Start Records provided
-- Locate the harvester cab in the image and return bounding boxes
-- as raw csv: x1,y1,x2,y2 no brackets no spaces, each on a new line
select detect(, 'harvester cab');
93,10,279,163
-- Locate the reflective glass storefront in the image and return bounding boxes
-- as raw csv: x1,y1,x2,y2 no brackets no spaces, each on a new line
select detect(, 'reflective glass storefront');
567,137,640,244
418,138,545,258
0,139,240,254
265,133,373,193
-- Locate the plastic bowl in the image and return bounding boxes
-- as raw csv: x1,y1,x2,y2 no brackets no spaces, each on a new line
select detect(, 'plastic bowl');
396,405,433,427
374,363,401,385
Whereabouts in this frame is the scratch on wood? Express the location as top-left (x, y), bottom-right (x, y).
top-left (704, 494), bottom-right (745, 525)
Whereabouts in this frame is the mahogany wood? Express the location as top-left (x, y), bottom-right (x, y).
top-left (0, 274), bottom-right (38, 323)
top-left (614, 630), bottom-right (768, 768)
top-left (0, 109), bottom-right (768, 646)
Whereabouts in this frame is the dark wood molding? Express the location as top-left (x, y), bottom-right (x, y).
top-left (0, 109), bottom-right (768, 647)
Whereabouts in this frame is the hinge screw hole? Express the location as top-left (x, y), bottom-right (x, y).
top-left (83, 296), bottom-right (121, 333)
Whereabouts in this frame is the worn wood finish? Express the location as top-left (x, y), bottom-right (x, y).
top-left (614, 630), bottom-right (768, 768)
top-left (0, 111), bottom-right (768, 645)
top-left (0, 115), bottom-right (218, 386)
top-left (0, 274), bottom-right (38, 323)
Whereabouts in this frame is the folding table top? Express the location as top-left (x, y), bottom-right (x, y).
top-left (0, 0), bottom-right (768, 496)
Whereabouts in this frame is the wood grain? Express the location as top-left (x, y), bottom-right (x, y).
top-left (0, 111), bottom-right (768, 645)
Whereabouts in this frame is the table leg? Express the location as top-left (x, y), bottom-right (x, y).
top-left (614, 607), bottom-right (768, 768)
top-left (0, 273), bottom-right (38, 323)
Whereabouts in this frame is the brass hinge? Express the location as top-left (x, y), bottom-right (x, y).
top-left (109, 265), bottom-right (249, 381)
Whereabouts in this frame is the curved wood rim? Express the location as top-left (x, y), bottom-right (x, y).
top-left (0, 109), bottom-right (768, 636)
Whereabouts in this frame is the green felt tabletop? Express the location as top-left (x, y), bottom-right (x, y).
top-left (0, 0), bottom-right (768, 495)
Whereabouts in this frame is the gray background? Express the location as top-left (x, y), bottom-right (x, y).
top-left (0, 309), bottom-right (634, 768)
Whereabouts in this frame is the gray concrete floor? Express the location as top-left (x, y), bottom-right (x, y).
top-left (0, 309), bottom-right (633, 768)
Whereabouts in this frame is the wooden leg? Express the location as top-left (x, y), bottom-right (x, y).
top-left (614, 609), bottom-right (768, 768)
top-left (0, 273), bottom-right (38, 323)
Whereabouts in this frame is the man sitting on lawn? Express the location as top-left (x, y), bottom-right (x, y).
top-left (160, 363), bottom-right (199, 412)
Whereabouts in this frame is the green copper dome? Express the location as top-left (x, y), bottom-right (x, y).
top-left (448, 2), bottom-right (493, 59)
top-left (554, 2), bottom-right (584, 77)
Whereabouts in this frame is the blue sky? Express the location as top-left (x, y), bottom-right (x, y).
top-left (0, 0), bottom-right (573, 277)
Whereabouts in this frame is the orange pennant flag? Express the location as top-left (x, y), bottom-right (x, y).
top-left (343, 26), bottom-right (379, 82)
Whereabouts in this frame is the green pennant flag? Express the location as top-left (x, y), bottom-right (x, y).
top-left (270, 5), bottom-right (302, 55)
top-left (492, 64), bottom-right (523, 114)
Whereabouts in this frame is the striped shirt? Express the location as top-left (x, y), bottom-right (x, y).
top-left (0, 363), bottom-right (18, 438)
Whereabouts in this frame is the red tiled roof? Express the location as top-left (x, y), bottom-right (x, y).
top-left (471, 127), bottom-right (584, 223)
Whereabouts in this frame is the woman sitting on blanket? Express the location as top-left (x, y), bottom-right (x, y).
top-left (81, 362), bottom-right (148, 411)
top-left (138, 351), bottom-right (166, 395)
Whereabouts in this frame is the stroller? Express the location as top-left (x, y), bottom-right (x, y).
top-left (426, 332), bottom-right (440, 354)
End Records provided
Written request
Copy every record above word for word, line by line.

Answer in full
-- Locate the harvester cab in the image and return bounding boxes
-- as raw csv: x1,y1,x2,y2 no brackets no spaces, each on a new line
select detect(, 'harvester cab');
93,10,279,163
-- Locate the reflective glass storefront in the image and return bounding boxes
-- as raw csv: x1,y1,x2,y2 no brackets no spaces, each on a new line
select detect(, 'reflective glass storefront');
567,137,640,244
418,138,545,258
0,139,240,254
265,133,373,193
-- Locate the plastic bowl in the image and return bounding boxes
-- as raw csv: x1,y1,x2,y2 no brackets no spaces, each on a new line
select detect(, 'plastic bowl');
396,405,433,427
374,363,401,385
Whereabouts in this frame is the scratch on wood? Express the location as top-left (x, y), bottom-right (x, y).
top-left (704, 494), bottom-right (745, 525)
Whereabouts in this frame is the mahogany wood? Express the location as top-left (x, y), bottom-right (x, y).
top-left (0, 274), bottom-right (38, 323)
top-left (614, 630), bottom-right (768, 768)
top-left (0, 109), bottom-right (768, 646)
Whereabouts in this frame is the dark wood molding? Express the location as top-left (x, y), bottom-right (x, y).
top-left (0, 109), bottom-right (768, 647)
Whereabouts in this frame is the hinge screw hole? Express the location as top-left (x, y), bottom-right (x, y).
top-left (83, 296), bottom-right (121, 333)
Whereabouts in this frame is the worn wood finish? Express the location as top-left (x, y), bottom-right (x, y).
top-left (614, 630), bottom-right (768, 768)
top-left (0, 111), bottom-right (768, 645)
top-left (0, 115), bottom-right (218, 386)
top-left (0, 274), bottom-right (38, 323)
Whereabouts in this frame is the folding table top? Express the location as top-left (x, y), bottom-right (x, y).
top-left (0, 0), bottom-right (768, 496)
Whereabouts in this frame is the wood grain? Express the location as top-left (x, y), bottom-right (x, y).
top-left (0, 111), bottom-right (768, 645)
Whereabouts in this frame is the table leg? Express the location as top-left (x, y), bottom-right (x, y).
top-left (614, 607), bottom-right (768, 768)
top-left (0, 273), bottom-right (38, 323)
Whereabouts in this frame is the brass hinge? Express the location as top-left (x, y), bottom-right (x, y).
top-left (109, 265), bottom-right (249, 381)
Whereabouts in this frame is the curved wood rim? Express the location as top-left (x, y), bottom-right (x, y).
top-left (0, 109), bottom-right (768, 636)
Whereabouts in this frame is the green felt tabletop? Express the location as top-left (x, y), bottom-right (x, y).
top-left (0, 0), bottom-right (768, 495)
Whereabouts in this frame is the gray background? Express the location as top-left (x, y), bottom-right (x, y).
top-left (0, 309), bottom-right (634, 768)
Whereabouts in this frame is the gray concrete floor? Express the location as top-left (x, y), bottom-right (x, y).
top-left (0, 309), bottom-right (633, 768)
Whereabouts in this frame is the wooden leg? Express the location as top-left (x, y), bottom-right (x, y).
top-left (614, 609), bottom-right (768, 768)
top-left (0, 273), bottom-right (38, 323)
Whereabouts in this frame is the man sitting on lawn? Express the location as top-left (x, y), bottom-right (x, y).
top-left (160, 363), bottom-right (199, 412)
Whereabouts in this frame is the green copper dome? Express the location as top-left (x, y), bottom-right (x, y).
top-left (448, 2), bottom-right (493, 59)
top-left (554, 2), bottom-right (584, 77)
Whereabouts in this frame is the blue sky? Express the location as top-left (x, y), bottom-right (x, y).
top-left (0, 0), bottom-right (573, 277)
Whereabouts in this frame is the orange pennant flag? Express the location as top-left (x, y), bottom-right (x, y).
top-left (343, 26), bottom-right (379, 82)
Whereabouts in this frame is the green pennant flag? Express the location as top-left (x, y), bottom-right (x, y).
top-left (270, 5), bottom-right (302, 55)
top-left (492, 64), bottom-right (523, 114)
Whereabouts in this frame is the striped shirt? Express the location as top-left (x, y), bottom-right (x, y).
top-left (0, 363), bottom-right (18, 438)
Whereabouts in this frame is the red tiled roof? Express the location as top-left (x, y), bottom-right (x, y).
top-left (471, 127), bottom-right (584, 223)
Whereabouts in this frame is the woman sitting on blanket? Express the location as top-left (x, y), bottom-right (x, y).
top-left (81, 362), bottom-right (148, 411)
top-left (138, 351), bottom-right (166, 395)
Whereabouts in this frame is the stroller? Express the location as top-left (x, y), bottom-right (x, y).
top-left (426, 332), bottom-right (440, 354)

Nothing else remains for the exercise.